Report how many lines of the records below contain the word "trunk", with case counting. Give only the number.

GIVEN DATA:
::::

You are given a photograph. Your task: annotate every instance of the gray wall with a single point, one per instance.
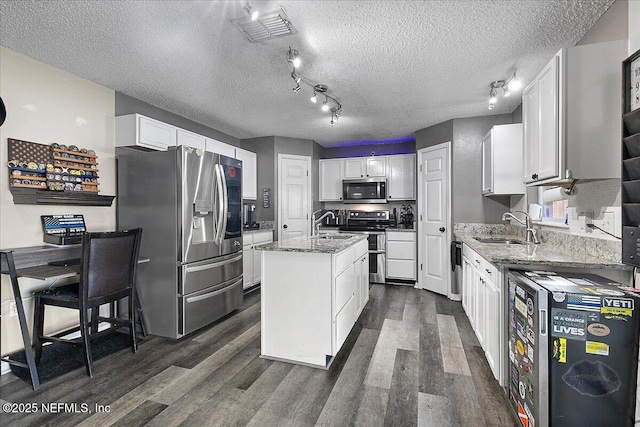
(434, 135)
(267, 149)
(366, 150)
(264, 148)
(127, 105)
(468, 204)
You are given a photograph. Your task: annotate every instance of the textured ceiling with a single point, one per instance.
(396, 66)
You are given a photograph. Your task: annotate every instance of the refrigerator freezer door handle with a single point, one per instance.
(225, 204)
(219, 224)
(193, 269)
(543, 322)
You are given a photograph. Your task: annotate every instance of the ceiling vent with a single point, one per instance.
(268, 26)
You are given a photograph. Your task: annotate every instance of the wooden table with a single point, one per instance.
(33, 262)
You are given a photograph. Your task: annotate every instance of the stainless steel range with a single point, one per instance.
(374, 224)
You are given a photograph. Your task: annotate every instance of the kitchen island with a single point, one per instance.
(313, 290)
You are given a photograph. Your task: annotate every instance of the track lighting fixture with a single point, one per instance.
(508, 85)
(252, 13)
(325, 106)
(293, 56)
(329, 104)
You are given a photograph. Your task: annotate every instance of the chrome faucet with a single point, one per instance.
(315, 223)
(532, 234)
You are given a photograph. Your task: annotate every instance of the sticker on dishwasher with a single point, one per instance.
(599, 348)
(617, 306)
(521, 307)
(560, 350)
(568, 324)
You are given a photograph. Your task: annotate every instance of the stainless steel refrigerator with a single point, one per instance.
(189, 204)
(573, 350)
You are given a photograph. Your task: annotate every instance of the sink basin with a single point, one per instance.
(332, 237)
(499, 240)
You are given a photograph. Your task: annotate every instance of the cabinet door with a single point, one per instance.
(354, 168)
(548, 112)
(401, 177)
(247, 267)
(220, 148)
(330, 180)
(376, 167)
(249, 173)
(364, 280)
(480, 307)
(492, 327)
(190, 139)
(154, 134)
(487, 163)
(257, 266)
(531, 122)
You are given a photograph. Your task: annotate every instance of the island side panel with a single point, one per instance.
(296, 306)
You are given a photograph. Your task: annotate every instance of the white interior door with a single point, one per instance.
(434, 213)
(294, 191)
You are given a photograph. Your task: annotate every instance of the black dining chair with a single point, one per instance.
(107, 274)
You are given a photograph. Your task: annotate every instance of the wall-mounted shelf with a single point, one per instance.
(44, 197)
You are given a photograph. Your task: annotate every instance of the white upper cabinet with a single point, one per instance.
(502, 160)
(401, 177)
(249, 173)
(354, 168)
(137, 130)
(331, 180)
(571, 113)
(191, 139)
(218, 147)
(376, 167)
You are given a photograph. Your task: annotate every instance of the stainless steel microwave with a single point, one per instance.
(370, 190)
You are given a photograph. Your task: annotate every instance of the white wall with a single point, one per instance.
(46, 105)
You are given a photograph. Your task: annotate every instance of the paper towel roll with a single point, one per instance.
(554, 194)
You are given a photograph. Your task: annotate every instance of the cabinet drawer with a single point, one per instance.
(343, 260)
(344, 322)
(361, 249)
(401, 269)
(401, 250)
(490, 270)
(401, 236)
(345, 287)
(259, 238)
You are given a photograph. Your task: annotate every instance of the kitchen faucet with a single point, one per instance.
(532, 234)
(315, 223)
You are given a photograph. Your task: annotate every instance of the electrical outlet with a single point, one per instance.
(608, 221)
(584, 218)
(13, 310)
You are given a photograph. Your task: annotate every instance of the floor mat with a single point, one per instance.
(58, 359)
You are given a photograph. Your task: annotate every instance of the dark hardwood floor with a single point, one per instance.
(411, 359)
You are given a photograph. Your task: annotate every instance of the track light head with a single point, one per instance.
(293, 56)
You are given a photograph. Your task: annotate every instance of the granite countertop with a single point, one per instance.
(544, 254)
(255, 230)
(314, 244)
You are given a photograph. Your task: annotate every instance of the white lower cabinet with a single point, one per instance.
(482, 302)
(252, 259)
(401, 255)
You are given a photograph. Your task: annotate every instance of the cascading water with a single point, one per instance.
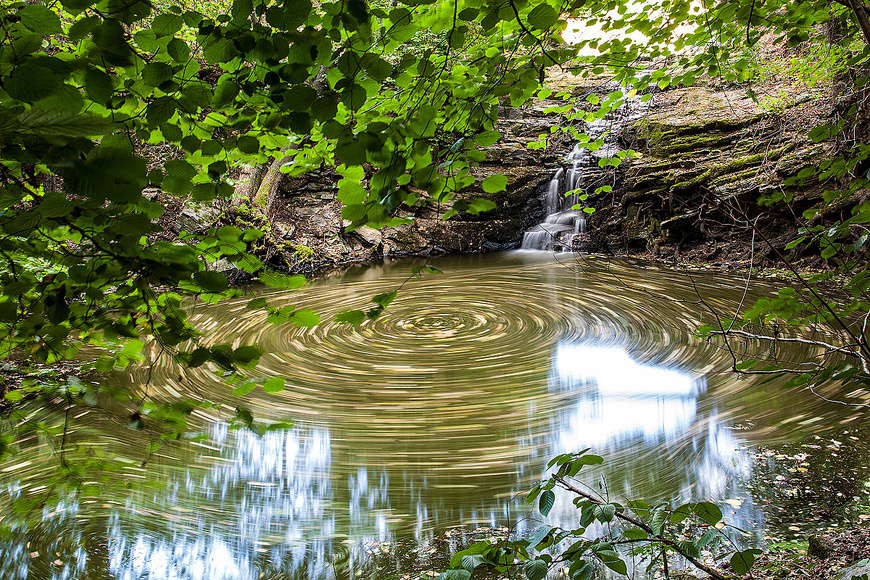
(564, 227)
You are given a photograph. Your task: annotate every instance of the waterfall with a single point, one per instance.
(564, 227)
(563, 224)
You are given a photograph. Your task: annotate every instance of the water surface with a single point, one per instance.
(437, 416)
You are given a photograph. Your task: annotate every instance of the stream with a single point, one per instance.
(431, 421)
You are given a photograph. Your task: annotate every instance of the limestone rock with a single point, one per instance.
(370, 236)
(819, 547)
(858, 571)
(196, 220)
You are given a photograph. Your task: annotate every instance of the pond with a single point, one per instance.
(431, 420)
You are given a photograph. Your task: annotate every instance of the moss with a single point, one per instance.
(303, 252)
(734, 167)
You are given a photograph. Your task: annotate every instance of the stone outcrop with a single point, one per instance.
(307, 206)
(706, 157)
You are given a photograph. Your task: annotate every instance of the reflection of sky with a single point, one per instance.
(618, 398)
(249, 506)
(646, 422)
(261, 496)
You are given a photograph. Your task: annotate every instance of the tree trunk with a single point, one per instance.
(271, 179)
(860, 11)
(248, 183)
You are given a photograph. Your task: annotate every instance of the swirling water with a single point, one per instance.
(436, 416)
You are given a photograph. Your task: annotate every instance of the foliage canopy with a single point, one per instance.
(87, 86)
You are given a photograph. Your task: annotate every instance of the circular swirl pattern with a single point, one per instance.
(488, 325)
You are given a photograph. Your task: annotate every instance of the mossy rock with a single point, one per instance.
(819, 547)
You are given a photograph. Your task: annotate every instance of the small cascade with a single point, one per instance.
(564, 228)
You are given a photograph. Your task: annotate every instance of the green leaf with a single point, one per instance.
(384, 300)
(535, 569)
(39, 18)
(545, 503)
(543, 16)
(167, 24)
(178, 50)
(741, 562)
(305, 318)
(244, 388)
(248, 144)
(324, 109)
(276, 280)
(156, 73)
(689, 548)
(246, 354)
(351, 192)
(31, 82)
(64, 124)
(479, 205)
(211, 281)
(487, 138)
(350, 316)
(659, 517)
(635, 534)
(274, 385)
(160, 110)
(494, 183)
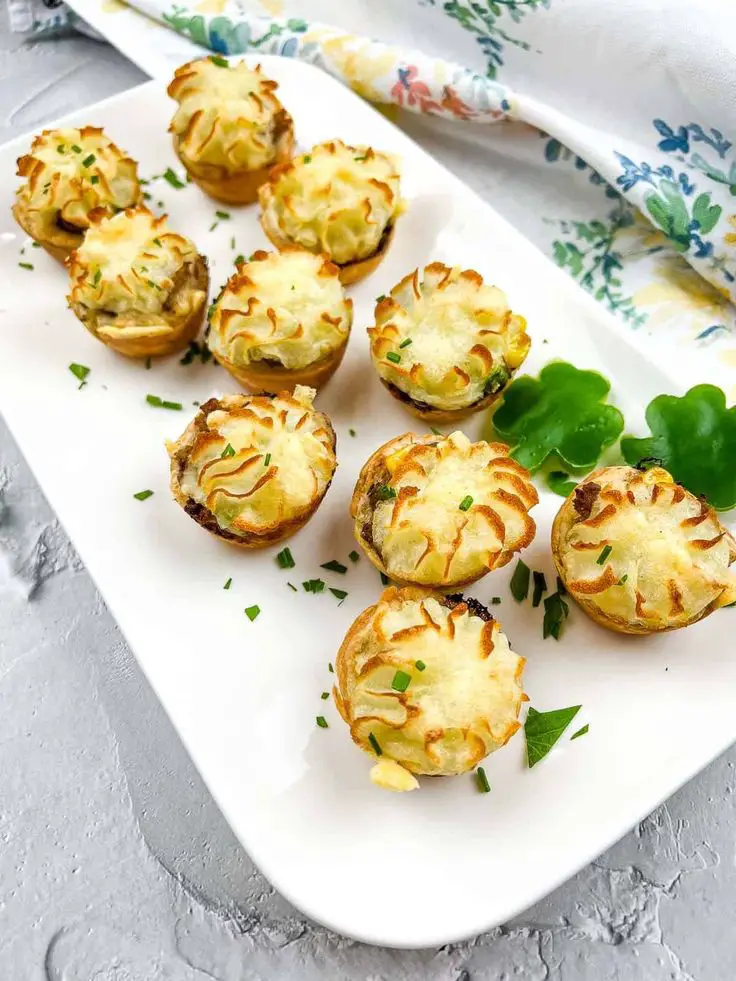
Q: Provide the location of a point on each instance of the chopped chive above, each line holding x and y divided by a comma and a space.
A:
80, 371
171, 178
604, 554
401, 681
375, 745
519, 584
482, 781
540, 588
334, 566
285, 559
386, 493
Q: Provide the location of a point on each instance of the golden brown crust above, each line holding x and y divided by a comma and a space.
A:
661, 570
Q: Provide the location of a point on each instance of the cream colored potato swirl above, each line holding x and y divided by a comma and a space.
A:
644, 551
422, 533
280, 462
129, 263
228, 115
289, 307
336, 199
462, 706
71, 172
445, 338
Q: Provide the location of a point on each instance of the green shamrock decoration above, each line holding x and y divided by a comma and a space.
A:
562, 412
694, 437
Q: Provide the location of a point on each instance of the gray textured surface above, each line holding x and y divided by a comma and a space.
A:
115, 865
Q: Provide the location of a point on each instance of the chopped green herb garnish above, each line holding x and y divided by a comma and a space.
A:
540, 587
604, 554
543, 729
401, 681
285, 559
375, 745
334, 566
481, 781
519, 584
169, 176
556, 611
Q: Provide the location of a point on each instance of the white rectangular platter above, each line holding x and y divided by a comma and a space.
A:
406, 870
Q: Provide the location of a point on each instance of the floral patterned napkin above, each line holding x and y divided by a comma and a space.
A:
600, 130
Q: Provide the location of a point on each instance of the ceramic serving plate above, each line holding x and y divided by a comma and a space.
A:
408, 870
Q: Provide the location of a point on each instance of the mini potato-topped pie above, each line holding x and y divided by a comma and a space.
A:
253, 469
446, 344
70, 173
137, 285
428, 685
229, 128
641, 554
337, 199
282, 320
441, 511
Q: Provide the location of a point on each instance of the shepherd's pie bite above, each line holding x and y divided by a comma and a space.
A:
445, 344
70, 173
282, 320
138, 286
441, 511
253, 469
640, 554
337, 199
428, 684
229, 128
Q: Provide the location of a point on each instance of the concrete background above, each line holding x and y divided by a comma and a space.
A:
115, 864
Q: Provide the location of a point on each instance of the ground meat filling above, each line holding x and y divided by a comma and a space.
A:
584, 499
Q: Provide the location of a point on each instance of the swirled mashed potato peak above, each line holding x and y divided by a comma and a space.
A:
71, 172
336, 199
461, 704
642, 552
256, 462
228, 115
289, 307
442, 511
445, 338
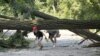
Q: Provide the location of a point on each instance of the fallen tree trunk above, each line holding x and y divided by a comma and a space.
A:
50, 24
74, 26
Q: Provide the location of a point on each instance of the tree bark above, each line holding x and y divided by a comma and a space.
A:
51, 24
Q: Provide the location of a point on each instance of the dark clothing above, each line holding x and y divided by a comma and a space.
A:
24, 33
38, 34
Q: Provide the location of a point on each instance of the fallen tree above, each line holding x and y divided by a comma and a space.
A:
50, 24
75, 26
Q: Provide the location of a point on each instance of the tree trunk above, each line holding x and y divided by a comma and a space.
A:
51, 24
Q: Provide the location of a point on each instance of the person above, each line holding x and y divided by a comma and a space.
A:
39, 36
53, 34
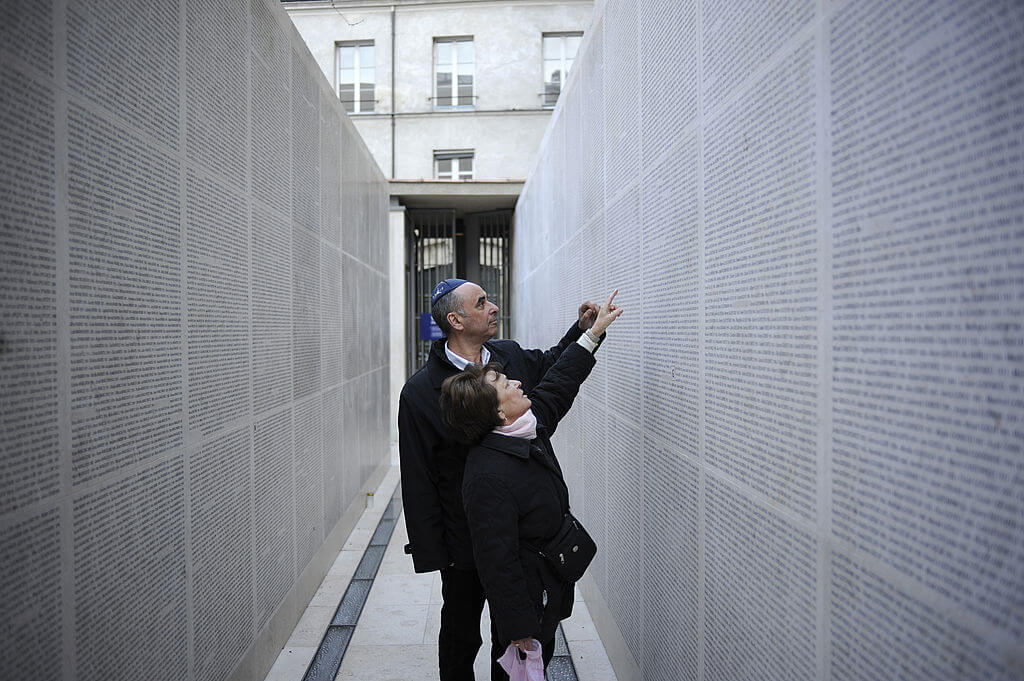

::::

FULL RESPONSE:
3